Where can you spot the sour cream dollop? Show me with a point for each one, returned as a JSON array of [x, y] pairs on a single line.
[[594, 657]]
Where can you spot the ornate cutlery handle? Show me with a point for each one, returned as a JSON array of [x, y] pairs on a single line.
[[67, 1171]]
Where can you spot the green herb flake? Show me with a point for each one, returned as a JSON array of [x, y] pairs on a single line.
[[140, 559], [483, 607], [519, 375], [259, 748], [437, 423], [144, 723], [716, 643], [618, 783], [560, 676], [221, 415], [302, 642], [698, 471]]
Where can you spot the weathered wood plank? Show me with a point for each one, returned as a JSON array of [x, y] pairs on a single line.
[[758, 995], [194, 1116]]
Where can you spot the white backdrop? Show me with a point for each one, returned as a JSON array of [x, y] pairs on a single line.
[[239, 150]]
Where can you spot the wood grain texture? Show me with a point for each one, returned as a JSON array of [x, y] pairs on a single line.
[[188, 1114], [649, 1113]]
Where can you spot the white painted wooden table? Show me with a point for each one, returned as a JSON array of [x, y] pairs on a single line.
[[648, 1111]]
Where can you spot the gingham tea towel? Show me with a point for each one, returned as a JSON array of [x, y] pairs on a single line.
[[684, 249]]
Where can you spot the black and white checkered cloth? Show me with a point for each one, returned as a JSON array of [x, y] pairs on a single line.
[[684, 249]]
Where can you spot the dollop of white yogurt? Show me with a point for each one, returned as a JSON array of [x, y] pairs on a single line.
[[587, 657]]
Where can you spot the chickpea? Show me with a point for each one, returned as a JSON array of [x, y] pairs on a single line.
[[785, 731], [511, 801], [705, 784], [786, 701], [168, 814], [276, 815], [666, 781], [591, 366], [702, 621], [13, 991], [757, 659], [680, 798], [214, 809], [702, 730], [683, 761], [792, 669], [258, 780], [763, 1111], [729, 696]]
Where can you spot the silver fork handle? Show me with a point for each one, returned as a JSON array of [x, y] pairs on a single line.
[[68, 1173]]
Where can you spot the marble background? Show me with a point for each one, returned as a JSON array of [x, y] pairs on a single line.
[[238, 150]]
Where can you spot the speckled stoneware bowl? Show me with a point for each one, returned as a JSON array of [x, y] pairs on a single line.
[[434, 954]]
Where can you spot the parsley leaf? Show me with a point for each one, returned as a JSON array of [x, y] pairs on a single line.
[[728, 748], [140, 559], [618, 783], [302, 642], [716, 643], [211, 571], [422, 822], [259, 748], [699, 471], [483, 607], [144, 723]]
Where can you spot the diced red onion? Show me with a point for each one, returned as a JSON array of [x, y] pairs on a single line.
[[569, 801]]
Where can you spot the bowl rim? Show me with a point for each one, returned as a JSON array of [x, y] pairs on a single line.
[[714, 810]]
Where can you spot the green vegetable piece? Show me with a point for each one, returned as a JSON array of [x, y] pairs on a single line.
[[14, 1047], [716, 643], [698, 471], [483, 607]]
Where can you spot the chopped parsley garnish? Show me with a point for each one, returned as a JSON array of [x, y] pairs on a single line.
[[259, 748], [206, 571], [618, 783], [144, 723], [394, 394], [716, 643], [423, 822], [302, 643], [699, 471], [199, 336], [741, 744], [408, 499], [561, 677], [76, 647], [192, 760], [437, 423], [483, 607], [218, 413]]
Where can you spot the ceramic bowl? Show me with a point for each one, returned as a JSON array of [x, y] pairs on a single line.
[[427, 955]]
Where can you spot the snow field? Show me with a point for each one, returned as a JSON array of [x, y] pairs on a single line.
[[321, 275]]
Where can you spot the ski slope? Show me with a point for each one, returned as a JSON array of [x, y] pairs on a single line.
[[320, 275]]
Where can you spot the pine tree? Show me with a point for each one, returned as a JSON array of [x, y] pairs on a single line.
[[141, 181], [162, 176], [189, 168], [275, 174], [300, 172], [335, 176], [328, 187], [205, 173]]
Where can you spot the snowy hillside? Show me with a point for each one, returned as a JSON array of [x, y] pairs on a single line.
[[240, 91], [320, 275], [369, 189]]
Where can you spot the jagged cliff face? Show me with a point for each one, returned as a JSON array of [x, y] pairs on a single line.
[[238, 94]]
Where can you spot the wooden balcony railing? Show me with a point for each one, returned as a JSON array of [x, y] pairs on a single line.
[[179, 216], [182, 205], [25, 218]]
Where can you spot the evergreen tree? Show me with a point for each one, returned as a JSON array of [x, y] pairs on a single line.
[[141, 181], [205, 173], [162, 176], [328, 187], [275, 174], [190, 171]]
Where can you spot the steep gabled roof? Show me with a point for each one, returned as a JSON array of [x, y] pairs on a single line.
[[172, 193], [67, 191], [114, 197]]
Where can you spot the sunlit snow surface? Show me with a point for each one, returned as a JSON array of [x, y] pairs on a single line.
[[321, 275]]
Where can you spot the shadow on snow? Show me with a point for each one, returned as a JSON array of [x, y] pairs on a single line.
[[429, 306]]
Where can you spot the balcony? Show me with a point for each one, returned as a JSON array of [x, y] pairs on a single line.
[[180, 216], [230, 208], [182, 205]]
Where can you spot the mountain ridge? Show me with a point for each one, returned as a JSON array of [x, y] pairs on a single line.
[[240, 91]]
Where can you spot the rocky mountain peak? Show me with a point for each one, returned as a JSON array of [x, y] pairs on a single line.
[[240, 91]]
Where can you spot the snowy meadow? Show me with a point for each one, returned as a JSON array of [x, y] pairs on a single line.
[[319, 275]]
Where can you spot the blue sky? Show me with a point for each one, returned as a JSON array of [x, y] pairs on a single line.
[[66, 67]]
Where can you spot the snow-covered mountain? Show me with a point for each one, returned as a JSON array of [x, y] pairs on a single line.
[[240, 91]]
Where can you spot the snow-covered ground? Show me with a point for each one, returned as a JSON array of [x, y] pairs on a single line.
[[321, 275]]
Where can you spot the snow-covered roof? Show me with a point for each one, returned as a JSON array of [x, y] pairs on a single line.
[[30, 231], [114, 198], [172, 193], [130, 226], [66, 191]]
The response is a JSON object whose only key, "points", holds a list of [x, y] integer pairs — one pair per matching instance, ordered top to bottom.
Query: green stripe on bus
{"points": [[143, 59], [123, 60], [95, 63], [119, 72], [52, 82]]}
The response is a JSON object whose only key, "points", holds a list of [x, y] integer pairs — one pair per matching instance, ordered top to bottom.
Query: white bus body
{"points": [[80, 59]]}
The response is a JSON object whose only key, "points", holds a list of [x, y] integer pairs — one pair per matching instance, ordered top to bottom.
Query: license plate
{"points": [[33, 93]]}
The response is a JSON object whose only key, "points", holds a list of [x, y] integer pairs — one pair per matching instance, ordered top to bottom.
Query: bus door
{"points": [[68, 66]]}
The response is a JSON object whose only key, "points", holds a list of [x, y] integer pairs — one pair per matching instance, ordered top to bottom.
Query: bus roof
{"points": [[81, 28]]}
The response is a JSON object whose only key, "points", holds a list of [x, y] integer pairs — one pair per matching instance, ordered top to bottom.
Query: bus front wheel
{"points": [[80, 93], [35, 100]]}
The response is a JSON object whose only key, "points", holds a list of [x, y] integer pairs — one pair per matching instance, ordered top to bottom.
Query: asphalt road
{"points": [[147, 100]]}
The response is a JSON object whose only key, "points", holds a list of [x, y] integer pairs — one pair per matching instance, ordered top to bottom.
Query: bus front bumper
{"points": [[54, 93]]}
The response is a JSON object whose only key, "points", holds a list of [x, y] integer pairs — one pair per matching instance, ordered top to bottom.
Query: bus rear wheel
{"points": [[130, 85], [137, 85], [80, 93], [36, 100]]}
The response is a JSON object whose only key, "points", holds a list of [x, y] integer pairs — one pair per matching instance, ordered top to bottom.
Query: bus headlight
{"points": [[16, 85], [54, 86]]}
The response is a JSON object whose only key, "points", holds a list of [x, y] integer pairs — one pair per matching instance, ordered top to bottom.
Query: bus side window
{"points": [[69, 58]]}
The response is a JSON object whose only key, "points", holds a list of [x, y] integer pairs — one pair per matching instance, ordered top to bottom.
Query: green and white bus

### CONSIGNE
Recopiez sans aucune modification les lignes qui vont de celle contenant "Where can you spot the silver" jusqu'à celle contenant "[[714, 810]]", ces deux lignes comprises.

### RÉPONSE
Where can you spot the silver fork handle? Show me with a point for each one, returned as a JSON array of [x, y] pairs on a single line.
[[68, 1173]]
Where can you spot the marble background? Show me with a point for each one, returned as a JSON array of [x, y] pairs on a single line.
[[238, 150]]
Where can you spot the speckled stoneware bowl? Show me with a point for each one, returned as a JSON array of [x, y] pairs on a single line.
[[434, 954]]
Where can you spot the parsley leaf? Show me with a point for each one, returned as a JSON array of [x, y] pairs on a single line.
[[728, 748], [140, 559], [618, 783], [302, 642], [716, 643], [211, 571], [422, 822], [259, 748], [699, 471], [483, 607], [144, 723]]
Where can you spot the diced red onion? Show me with a point for each one, returned as a JSON array of [x, y] pairs on a single line.
[[569, 801]]
Where can you spot the bowl rim? Show me with a point for each one, returned as a JSON array of [x, y] pairs on a single line.
[[714, 810]]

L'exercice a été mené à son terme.